- [The data]
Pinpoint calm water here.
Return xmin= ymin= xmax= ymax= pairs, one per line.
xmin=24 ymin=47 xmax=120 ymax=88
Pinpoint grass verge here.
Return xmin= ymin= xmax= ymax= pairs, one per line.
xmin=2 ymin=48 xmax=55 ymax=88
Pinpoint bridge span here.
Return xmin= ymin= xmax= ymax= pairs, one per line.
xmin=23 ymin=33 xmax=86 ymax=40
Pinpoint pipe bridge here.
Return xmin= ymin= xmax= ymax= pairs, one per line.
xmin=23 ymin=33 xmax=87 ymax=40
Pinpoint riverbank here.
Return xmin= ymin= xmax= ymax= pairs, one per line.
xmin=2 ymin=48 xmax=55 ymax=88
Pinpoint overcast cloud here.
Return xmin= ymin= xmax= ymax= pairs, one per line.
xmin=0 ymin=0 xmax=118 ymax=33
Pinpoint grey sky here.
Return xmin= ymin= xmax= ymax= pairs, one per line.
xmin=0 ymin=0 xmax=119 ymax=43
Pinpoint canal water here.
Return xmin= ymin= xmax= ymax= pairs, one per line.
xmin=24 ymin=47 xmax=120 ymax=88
---
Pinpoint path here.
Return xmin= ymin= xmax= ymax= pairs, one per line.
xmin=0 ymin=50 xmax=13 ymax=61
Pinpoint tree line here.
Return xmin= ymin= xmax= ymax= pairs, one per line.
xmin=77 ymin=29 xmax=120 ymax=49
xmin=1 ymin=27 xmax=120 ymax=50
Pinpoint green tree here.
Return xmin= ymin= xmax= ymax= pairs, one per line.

- [Exercise requirements]
Pick out every line above that contains the word "Pinpoint", matching case exactly, and copy each one.

- [Complete response]
Pinpoint calm water here.
Pinpoint grass verge here.
Pinpoint bridge span here.
Pinpoint pipe bridge here.
Pinpoint riverbank here.
Pinpoint overcast cloud here.
Pinpoint grey sky here.
Pinpoint canal water here.
Pinpoint path here.
Pinpoint tree line here.
Pinpoint green tree here.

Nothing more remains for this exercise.